4. World class innovators ride generational acceleration
There are huge opportunities to drive efficiency in the global energy grid by shifting demand — the oft-cited example being if consumers use their dishwashers during off-peak hours when demand is lower and generation costs are reduced, we have a smarter system.
The challenge is that efforts to encourage this type of activity through smart meters has not met with great acceptance. But I pointed out that is simply a transitional issue, as the current generation of iPhone-weaned Gen-Connect individuals comes to buy their own homes — and bring their different technology-based lifestyle to the energy grid.
I pointed out that we are quickly going to witness four key trends come together:
- energy costs continue to increase, continuing to drive the need for consumers to change their energy usage behaviour
- system connectivity accelerates in the global energy grid, particularly with the consumerization of energy technology, as witnessed by the Nest LearningThermostat
- the current “App generation” buys houses and installs such devices
- and the incentive structure around power consumption matures with this generation
Think about it: this is the XBOX generation! They’ve grown up in a world of instant rewards for activity. In Call of Duty, you get a series of continual rewards based on actions. The same type of thing will happen with power consumption — if you use the technology that surrounds your personal energy infrastructure, you’ll get a cost reduction.

**DATASET CONTENT:**
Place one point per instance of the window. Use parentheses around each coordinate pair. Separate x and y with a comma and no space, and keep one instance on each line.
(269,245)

**YOUR TASKS:**
A – Reproduce the passage on the energy grid word for word, starting at "I pointed out that we" and ending at "a cost reduction.".
B – Write the next part of the passage on the energy grid and the "App generation", picking up after its final sentence.

**OUTPUTS IN ORDER:**
A –
I pointed out that we are quickly going to witness four key trends come together:
- energy costs continue to increase, continuing to drive the need for consumers to change their energy usage behaviour
- system connectivity accelerates in the global energy grid, particularly with the consumerization of energy technology, as witnessed by the Nest LearningThermostat
- the current “App generation” buys houses and installs such devices
- and the incentive structure around power consumption matures with this generation
Think about it: this is the XBOX generation! They’ve grown up in a world of instant rewards for activity. In Call of Duty, you get a series of continual rewards based on actions. The same type of thing will happen with power consumption — if you use the technology that surrounds your personal energy infrastructure, you’ll get a cost reduction.

B –
This generation will take advantage of Nest thermostats to a huge degree. They’re daily activities with simple activties such as dishwashers and dryers is changing :
- “Imagine your washing machine sending you a text when it’s time to move your clothes to the dryer…” Connect Home Appliances, PC Magazine,April 2011
Smart appliances are emerging faster than ever before as Moore’s law comes to the industry:
- “Whirlpool recently announced it will be producing 1 million smart-grid compatible clothes dryers by the of 2011” Total home control. Residential Design & Build,September 2010
These are appliances which are linked to the intelligence in the smart-grid, and which will automatically schedule themselves to run when rates are lowest, according to a defined set of consumer preferences.
In other words, consumer behaviour and interaction with the rapid emergence of smart grid technology is going to accelerate faster opportunities for efficiency in the grid.
The key message for global energy utilities? The future belongs to those who are fast!